→ **Exercise material**
::::::::::

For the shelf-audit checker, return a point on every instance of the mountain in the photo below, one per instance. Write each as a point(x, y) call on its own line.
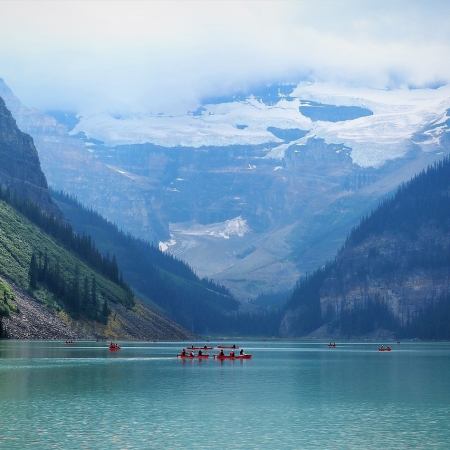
point(20, 169)
point(167, 284)
point(255, 189)
point(392, 273)
point(53, 282)
point(70, 165)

::::::::::

This exercise asks for the data above to be given again exactly, without pictures.

→ **Your solution**
For the shelf-audit checker, return a point on every instance of the mountain in the photo below, one per instance. Write each as a point(x, y) call on its own line.
point(20, 169)
point(167, 284)
point(255, 189)
point(392, 273)
point(53, 282)
point(70, 165)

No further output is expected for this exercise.